_EXERCISE BRIEF_. A verbatim copy of the data below is the required output.

_DATASET_.
╔══

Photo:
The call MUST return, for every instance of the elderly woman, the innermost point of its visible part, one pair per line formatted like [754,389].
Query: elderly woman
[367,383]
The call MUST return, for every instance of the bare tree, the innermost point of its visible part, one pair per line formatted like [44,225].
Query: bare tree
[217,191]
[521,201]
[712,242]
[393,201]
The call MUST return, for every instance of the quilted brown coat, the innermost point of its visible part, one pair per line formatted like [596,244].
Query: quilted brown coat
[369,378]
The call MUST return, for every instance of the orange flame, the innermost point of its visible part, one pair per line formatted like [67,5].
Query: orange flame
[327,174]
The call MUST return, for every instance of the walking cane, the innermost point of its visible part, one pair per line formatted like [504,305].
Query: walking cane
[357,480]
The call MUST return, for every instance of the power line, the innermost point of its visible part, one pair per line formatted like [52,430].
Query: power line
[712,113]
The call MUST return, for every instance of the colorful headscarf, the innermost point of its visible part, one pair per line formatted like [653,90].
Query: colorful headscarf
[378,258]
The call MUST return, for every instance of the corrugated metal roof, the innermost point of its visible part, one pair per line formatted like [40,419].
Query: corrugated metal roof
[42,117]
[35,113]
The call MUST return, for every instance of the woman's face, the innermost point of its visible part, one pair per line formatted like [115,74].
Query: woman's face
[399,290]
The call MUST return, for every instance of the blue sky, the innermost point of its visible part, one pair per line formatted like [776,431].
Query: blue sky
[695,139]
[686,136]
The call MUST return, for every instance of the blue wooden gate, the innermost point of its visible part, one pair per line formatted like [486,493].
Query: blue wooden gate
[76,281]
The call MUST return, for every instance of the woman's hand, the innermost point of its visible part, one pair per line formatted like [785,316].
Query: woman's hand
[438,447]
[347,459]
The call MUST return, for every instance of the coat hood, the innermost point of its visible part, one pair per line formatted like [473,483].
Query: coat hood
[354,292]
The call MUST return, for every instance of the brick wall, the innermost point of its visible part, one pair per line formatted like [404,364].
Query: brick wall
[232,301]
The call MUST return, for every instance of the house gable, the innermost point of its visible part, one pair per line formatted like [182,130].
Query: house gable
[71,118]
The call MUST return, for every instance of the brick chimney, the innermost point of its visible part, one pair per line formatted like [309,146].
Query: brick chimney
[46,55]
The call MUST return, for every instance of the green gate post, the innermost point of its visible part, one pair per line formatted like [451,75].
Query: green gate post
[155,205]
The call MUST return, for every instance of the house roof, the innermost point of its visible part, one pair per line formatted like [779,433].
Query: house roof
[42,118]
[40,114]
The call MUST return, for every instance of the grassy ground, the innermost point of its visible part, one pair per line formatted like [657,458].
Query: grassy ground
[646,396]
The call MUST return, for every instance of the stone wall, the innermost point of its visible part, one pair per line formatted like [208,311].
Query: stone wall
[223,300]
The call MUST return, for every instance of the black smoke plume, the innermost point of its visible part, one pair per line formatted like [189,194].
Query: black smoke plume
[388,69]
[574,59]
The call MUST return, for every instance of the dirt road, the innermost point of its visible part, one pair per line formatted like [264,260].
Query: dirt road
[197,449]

╚══

_OUTPUT FOR THIS EXERCISE_.
Photo:
The call MUST return, for every instance of the elderly woman, the innermost point of its visible part, one pair per line formatted like [754,389].
Query: elderly woman
[367,383]
The call MUST return, for every instance of the bare tree, the innermost point of its visible part, one pair per line formatted like [44,225].
Query: bare tree
[217,191]
[521,201]
[712,242]
[393,201]
The call MUST return, for every instance of the quilted brown coat, the innermost point of its visible part, one pair per line formatted like [596,244].
Query: quilted brown coat
[369,378]
The call MUST return, for every instance of the orange flame, the innermost point of its visible part, one pair per line formatted like [67,5].
Query: orange flame
[327,174]
The call MUST return, for every instance of the walking cane, the innermost point of its visible part, one pair per line formatted like [504,305].
Query: walking cane
[357,480]
The call MUST return, for every instance of the power line, the innermost point of its visible part, one pair per line formatted like [52,430].
Query: power line
[712,113]
The call MUST return, for every instance of the colorful headscarf, the innermost point of its visible part, one pair per line formatted like [653,90].
Query: colorful headscarf
[378,258]
The call MUST return, for every instance of the corrugated metal roof, the innermost point of its visible part, one pair per line formatted like [40,419].
Query: corrugated metal roof
[42,117]
[35,113]
The call MUST return, for every instance of the woman's face, the innermost point of its visible part, one pair per line formatted like [115,74].
Query: woman's face
[399,290]
The call MUST return, for every instance of the blue sky, the innermost point of its visible part, one pair per line formatted like [776,431].
Query: blue sky
[695,139]
[686,136]
The call MUST return, for every instance of the blue wooden gate, the innermost point of its visible part, one pair per line formatted like [486,493].
Query: blue wooden gate
[76,281]
The call MUST return, for every instance of the woman's hand, the innermost point of its visible part, one pair per line formatted like [785,316].
Query: woman's hand
[438,447]
[347,459]
The call MUST return, for every instance of the coat hood, the innermost point of its visible part, one pair per line formatted like [473,483].
Query: coat hood
[354,292]
The call MUST return, for every instance of the brick wall, the innermost point of its visible part, one pair per line formatted like [404,364].
Query: brick wall
[232,301]
The call MUST return, for every instance of the house gable, the innermost point of its visible part, one pair per line formatted like [182,130].
Query: house gable
[71,118]
The call MUST return, for every instance of the brick chimney, the innermost point of its visible part, one pair per line formatted like [309,146].
Query: brick chimney
[46,55]
The call MUST return, for every instance of the green gate post, the innermost point of its visible part, one pair per line formatted like [451,75].
Query: green gate post
[155,205]
The call MUST return, for every instance of the house roof, the innermost point of its visible part, one pair per line formatted like [779,433].
Query: house roof
[42,118]
[40,114]
The call MUST return, for every instance of the grassy ground, the innermost point of its visible part, one pair per line formatted like [657,458].
Query: grassy ground
[646,396]
The call MUST return, for every instance of the stone wall, the innermost point of its visible part, one pair per line formatted like [208,311].
Query: stone wall
[223,300]
The call MUST return, for every instance of the black smoke plume, the innermost point of its visible part, one pair per line formatted like [189,194].
Query: black smoke plume
[388,69]
[574,59]
The call MUST return, for every instance of the dirt road, the innermost point of its visible part, one pair per line formatted like [264,260].
Query: dirt road
[197,449]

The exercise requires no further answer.